## Begin

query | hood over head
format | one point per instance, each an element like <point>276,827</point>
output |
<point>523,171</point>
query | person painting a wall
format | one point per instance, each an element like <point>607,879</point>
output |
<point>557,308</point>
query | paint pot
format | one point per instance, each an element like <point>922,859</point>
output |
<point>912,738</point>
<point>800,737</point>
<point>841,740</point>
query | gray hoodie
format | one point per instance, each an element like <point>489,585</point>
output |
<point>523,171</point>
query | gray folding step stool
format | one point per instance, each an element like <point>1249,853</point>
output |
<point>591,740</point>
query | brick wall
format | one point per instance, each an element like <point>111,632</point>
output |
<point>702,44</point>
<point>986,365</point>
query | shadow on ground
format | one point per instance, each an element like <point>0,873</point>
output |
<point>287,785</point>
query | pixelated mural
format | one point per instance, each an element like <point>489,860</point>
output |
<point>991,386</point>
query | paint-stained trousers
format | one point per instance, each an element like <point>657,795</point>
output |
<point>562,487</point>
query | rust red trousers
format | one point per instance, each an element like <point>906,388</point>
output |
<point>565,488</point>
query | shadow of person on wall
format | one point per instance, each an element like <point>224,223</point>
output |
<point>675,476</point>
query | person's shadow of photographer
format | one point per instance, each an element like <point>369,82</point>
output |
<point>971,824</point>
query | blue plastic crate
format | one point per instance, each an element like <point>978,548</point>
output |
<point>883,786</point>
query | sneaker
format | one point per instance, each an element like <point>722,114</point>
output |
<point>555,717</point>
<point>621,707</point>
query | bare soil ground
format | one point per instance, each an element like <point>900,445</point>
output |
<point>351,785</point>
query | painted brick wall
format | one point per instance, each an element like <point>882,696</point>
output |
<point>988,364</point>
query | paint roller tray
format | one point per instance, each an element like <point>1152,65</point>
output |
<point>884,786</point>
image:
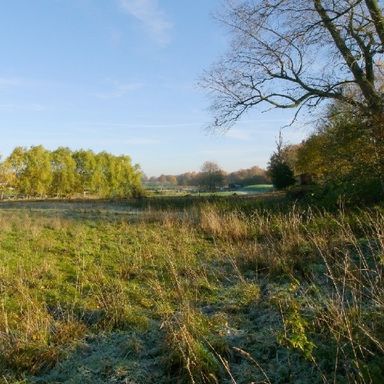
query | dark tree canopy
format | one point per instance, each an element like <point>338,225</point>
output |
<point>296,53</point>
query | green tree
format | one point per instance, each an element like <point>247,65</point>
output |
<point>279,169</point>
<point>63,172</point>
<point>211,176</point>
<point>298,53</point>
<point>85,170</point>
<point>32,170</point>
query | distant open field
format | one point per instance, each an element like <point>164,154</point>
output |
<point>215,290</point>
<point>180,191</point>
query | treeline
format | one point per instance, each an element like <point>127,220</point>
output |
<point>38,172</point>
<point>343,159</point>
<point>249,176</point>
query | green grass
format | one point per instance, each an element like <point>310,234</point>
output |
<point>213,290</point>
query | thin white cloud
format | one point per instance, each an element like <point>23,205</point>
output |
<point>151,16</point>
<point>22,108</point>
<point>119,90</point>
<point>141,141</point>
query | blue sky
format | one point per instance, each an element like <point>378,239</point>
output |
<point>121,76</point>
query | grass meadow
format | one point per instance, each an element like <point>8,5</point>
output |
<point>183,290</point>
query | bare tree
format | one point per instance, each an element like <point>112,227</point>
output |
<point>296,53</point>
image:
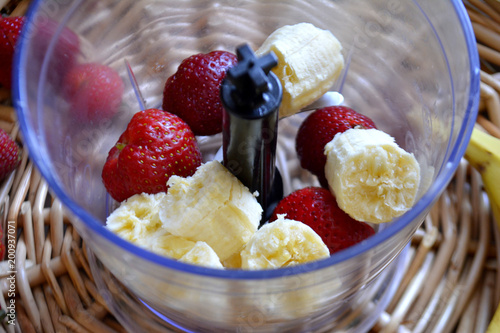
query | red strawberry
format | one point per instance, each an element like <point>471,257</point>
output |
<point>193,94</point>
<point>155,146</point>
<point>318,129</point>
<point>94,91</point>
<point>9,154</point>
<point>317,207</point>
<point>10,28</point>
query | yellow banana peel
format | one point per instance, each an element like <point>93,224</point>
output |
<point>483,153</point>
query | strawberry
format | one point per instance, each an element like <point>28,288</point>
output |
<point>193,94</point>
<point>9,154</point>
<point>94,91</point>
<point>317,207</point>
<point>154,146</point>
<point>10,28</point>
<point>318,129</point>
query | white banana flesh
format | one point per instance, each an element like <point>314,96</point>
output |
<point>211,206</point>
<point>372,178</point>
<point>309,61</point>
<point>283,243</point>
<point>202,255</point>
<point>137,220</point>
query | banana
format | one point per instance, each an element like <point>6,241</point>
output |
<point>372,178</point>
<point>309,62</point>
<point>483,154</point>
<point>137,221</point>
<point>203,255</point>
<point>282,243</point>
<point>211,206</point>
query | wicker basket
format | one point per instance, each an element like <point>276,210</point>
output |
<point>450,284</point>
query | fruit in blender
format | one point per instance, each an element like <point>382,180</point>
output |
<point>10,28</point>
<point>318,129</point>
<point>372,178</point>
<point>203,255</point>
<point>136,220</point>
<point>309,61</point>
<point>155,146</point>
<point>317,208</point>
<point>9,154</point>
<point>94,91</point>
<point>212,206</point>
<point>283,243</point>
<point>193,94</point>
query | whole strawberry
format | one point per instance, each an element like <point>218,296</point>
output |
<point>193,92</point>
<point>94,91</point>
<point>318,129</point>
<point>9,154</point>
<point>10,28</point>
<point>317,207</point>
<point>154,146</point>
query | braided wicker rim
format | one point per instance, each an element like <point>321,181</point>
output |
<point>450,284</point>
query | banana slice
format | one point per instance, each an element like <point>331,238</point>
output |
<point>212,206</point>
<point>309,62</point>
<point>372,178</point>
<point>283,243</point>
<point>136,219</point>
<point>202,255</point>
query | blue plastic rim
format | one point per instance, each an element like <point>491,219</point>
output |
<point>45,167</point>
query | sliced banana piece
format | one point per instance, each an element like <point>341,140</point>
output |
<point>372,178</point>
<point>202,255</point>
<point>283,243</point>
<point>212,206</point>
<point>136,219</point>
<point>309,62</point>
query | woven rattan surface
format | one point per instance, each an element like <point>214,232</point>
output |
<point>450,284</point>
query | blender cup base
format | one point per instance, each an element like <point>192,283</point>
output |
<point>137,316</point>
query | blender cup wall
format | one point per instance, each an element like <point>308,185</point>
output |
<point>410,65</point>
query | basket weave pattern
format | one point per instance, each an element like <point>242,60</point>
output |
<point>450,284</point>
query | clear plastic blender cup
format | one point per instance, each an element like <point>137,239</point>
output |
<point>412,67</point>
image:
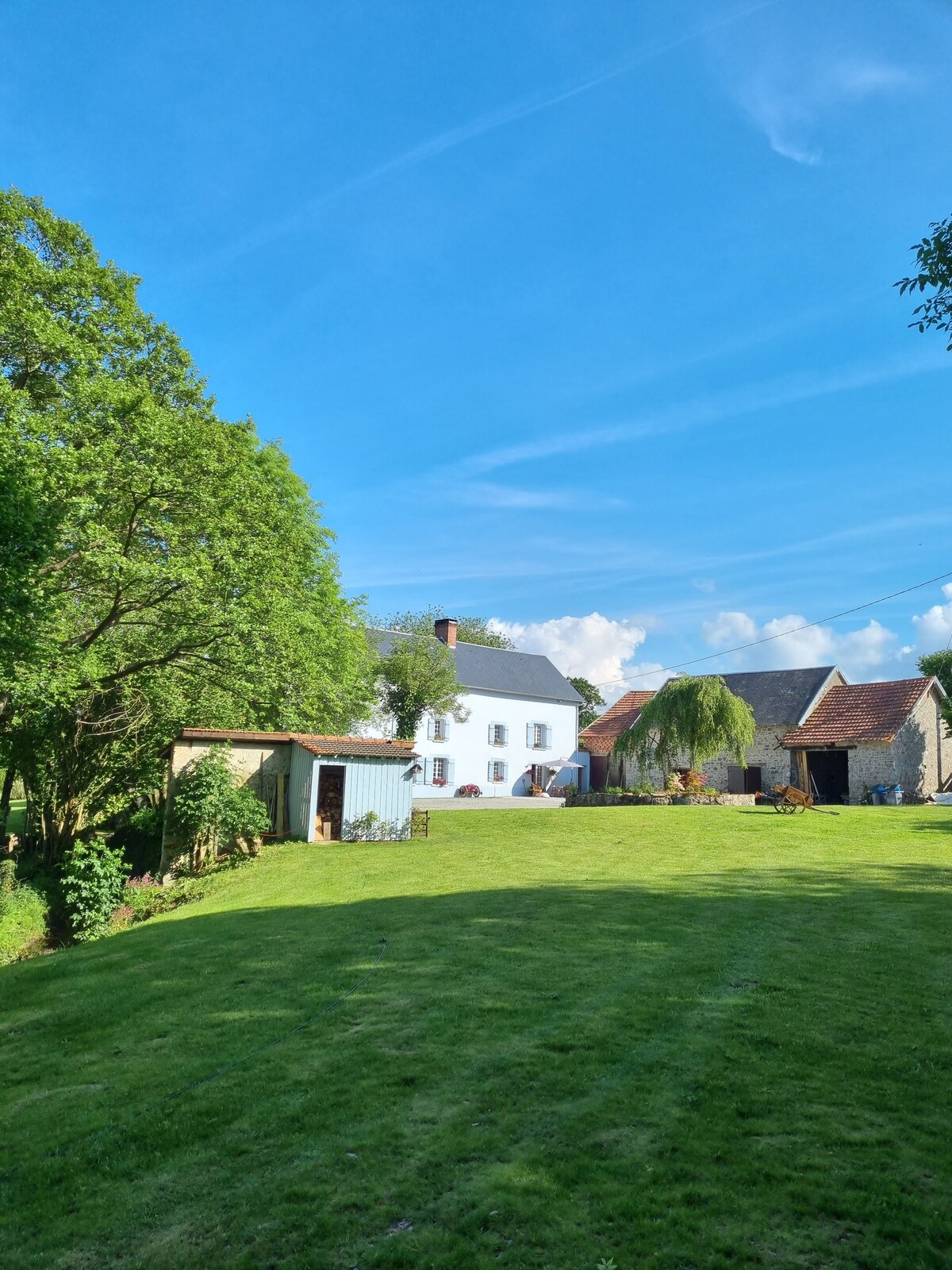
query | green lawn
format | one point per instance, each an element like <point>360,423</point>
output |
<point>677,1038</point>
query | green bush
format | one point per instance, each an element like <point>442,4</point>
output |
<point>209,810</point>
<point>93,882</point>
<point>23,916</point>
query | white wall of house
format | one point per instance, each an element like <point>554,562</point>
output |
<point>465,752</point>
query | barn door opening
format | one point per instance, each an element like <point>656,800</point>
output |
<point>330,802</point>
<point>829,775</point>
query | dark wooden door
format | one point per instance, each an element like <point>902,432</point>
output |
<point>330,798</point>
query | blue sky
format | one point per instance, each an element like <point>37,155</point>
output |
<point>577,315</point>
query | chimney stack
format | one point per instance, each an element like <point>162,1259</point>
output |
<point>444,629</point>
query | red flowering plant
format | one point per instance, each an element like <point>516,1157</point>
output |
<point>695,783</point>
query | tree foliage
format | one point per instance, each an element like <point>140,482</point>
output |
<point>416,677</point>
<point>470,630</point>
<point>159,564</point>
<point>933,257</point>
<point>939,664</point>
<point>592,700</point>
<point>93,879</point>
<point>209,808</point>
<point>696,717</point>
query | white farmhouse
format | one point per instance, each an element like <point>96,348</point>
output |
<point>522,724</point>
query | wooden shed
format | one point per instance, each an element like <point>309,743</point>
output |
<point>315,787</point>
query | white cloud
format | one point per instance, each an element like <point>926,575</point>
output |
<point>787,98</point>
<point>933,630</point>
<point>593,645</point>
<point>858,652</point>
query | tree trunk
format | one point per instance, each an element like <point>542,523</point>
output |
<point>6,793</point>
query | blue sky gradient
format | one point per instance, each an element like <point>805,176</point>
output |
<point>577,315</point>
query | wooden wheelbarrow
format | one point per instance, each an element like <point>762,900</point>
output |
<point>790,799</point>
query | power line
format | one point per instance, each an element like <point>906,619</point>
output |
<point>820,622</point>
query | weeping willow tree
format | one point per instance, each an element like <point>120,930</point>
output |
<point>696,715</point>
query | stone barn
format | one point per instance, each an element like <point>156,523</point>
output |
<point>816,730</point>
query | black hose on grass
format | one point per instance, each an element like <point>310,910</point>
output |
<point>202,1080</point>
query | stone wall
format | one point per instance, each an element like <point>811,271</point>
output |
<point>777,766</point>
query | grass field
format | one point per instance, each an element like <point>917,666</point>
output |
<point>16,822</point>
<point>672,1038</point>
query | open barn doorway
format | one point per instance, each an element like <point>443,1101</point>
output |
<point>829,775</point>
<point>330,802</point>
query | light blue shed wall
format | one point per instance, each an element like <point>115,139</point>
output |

## End

GOAL OF THE EXERCISE: Please write out everything in the records above, from the line containing "query | woven rattan surface" down to the line containing "<point>410,65</point>", both lines included, reproducing each line character for character.

FINISHED TASK:
query | woven rattan surface
format | one point per instance, each an element like <point>214,232</point>
output |
<point>450,284</point>
query | blender cup base
format | one point per instance, each an element like <point>192,283</point>
output |
<point>137,316</point>
query | blender cup wall
format | one point per instance, each an element like <point>308,185</point>
output |
<point>410,65</point>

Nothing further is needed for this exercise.